_What you should do_.
Would you please return the lines of the entries below starting at the line that has "The response SHOULD mark one point per instance of the pink" and ending at the line that has "The response SHOULD mark one point per instance of the spain", both included, exactly as they are?

Entries taken from a collection:
'''

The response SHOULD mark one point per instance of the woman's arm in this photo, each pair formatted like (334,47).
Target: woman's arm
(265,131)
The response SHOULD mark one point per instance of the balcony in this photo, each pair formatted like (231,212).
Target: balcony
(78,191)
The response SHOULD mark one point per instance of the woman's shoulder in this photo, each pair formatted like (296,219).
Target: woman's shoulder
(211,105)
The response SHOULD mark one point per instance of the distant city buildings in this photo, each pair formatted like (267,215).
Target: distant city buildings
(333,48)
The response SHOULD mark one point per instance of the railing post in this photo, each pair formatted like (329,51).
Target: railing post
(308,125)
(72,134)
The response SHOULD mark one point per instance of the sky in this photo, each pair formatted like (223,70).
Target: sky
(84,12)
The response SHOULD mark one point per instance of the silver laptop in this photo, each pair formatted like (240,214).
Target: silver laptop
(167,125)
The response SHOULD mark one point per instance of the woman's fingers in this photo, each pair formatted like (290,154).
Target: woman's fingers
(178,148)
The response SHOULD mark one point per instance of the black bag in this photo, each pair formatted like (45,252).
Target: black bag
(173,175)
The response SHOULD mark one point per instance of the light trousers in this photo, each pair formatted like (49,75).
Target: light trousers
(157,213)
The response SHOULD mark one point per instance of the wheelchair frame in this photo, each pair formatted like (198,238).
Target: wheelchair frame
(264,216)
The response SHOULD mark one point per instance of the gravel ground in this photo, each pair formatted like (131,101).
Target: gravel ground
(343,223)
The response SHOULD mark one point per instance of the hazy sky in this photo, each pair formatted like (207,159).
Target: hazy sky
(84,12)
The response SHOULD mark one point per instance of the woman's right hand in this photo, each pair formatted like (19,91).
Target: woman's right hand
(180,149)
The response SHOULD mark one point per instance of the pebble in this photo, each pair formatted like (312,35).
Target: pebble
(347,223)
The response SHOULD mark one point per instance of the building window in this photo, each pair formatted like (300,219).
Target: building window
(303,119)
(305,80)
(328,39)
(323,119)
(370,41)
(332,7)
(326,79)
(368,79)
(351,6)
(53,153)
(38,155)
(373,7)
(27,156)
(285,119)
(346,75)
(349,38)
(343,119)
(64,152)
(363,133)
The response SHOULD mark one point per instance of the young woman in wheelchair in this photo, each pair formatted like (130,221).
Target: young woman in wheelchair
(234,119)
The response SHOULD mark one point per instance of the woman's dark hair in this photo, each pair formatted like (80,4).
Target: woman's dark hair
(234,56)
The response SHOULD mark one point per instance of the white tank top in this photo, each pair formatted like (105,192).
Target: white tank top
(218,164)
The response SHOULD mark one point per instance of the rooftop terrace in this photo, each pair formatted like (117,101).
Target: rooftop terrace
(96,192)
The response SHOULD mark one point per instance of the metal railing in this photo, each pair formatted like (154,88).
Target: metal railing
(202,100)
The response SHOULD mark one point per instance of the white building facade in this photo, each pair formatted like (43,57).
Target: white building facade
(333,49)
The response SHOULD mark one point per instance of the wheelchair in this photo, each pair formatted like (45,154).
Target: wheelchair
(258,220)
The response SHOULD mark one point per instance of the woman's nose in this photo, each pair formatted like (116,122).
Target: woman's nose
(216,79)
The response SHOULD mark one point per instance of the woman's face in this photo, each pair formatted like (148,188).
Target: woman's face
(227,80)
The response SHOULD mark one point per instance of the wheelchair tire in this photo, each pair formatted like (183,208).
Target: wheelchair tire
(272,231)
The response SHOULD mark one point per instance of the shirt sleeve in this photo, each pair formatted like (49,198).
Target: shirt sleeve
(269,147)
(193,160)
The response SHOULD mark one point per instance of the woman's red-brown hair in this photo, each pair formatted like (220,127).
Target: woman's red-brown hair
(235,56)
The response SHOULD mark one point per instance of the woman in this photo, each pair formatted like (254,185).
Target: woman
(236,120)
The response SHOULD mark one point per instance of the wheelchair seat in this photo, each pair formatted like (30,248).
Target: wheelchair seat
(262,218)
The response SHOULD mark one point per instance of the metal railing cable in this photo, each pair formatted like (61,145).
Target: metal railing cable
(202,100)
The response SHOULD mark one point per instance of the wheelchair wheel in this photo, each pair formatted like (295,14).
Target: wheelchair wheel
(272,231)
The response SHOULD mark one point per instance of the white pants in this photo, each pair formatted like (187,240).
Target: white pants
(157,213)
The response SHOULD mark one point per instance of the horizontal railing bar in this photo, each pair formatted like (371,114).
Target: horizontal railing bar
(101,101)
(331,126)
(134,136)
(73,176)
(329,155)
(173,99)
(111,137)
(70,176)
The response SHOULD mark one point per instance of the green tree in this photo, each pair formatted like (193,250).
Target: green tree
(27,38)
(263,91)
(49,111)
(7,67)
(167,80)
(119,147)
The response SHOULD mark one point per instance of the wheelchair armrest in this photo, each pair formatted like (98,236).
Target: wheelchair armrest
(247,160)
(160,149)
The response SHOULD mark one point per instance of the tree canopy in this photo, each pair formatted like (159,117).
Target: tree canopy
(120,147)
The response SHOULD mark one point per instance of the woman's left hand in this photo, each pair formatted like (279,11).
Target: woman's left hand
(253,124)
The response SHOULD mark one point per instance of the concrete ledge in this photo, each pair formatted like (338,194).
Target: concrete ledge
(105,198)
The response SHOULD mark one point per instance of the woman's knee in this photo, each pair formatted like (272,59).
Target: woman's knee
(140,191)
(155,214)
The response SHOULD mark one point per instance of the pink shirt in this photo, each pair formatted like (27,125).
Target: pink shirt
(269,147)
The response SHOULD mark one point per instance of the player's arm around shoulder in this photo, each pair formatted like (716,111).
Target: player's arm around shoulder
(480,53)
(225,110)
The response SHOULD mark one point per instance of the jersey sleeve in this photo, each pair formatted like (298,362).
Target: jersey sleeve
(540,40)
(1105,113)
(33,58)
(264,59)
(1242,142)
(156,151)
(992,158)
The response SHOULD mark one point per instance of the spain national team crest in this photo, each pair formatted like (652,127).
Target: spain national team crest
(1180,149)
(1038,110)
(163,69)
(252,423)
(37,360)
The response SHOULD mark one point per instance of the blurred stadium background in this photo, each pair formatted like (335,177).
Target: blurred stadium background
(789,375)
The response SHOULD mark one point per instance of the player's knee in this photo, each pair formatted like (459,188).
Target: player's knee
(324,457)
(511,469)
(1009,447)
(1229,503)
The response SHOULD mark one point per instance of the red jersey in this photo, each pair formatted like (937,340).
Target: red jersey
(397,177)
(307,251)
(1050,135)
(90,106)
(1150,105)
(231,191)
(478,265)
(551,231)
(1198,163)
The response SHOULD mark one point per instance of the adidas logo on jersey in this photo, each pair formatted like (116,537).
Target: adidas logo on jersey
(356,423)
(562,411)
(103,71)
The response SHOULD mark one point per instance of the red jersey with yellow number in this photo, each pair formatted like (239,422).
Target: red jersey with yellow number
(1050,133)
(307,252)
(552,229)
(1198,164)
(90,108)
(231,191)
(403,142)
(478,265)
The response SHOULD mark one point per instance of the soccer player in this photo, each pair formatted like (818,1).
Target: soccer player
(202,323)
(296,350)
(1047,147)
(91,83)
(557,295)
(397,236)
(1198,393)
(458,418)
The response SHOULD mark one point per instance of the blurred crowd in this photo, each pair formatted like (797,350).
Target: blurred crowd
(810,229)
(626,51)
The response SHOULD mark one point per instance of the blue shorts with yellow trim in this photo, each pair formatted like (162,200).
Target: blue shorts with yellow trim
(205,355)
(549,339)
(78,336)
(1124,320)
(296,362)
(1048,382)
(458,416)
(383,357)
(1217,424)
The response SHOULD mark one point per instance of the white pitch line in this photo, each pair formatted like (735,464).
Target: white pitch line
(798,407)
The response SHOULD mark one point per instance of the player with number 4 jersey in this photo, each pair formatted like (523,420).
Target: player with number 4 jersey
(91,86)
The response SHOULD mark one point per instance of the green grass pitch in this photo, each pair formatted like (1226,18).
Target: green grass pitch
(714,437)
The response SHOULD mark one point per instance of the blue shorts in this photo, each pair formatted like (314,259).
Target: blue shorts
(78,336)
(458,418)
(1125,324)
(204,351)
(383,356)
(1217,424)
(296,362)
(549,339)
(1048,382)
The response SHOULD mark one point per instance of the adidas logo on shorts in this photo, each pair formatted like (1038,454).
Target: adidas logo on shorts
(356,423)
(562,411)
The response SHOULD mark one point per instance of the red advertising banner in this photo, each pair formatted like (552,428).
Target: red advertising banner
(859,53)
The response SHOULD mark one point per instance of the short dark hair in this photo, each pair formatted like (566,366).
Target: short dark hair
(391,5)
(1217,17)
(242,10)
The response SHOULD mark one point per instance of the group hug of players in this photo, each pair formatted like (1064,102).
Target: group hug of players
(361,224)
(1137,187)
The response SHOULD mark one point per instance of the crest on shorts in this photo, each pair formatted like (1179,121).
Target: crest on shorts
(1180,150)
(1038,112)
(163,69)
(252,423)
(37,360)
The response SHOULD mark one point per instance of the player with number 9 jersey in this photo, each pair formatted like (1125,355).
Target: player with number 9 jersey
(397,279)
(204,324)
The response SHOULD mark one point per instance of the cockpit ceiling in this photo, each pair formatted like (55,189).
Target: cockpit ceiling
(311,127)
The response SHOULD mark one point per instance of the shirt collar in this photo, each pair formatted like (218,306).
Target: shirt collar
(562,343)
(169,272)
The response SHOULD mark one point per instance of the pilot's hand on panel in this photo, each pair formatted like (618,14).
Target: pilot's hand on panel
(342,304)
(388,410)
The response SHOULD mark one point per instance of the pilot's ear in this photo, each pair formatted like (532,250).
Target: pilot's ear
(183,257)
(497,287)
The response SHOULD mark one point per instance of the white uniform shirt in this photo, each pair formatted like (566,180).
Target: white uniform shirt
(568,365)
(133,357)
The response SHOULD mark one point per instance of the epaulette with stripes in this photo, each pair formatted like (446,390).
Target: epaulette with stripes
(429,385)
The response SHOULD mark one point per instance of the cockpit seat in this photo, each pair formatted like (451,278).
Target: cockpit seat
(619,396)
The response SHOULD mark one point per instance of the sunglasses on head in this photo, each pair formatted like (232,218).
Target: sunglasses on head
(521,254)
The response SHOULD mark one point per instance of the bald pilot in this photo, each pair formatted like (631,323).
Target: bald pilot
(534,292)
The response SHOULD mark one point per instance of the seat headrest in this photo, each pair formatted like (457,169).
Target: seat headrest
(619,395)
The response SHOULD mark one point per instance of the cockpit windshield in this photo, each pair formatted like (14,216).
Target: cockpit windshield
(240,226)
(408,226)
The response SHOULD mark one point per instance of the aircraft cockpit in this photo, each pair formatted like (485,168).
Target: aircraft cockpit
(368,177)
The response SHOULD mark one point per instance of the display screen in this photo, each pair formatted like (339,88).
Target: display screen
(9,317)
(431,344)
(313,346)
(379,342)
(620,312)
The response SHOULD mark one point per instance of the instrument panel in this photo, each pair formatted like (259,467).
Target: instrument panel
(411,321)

'''

_Finished exercise_.
The response SHOULD mark one point per instance of the pink shirt in this photo, each pair formatted like (27,125).
Target: pink shirt
(269,147)
The response SHOULD mark one point per instance of the player's arm around shoulder in this photo, each pair formatted like (716,111).
Target: player's arm around shoulder
(480,53)
(225,110)
The response SHOULD mark one point per instance of the jersey sleeve in this photo, each pair formatted like (298,362).
Target: jersey sleeve
(540,40)
(1105,113)
(33,58)
(264,59)
(1242,142)
(156,151)
(992,158)
The response SHOULD mark one point per instance of the spain national team crest in this photo, each pair formatted like (652,127).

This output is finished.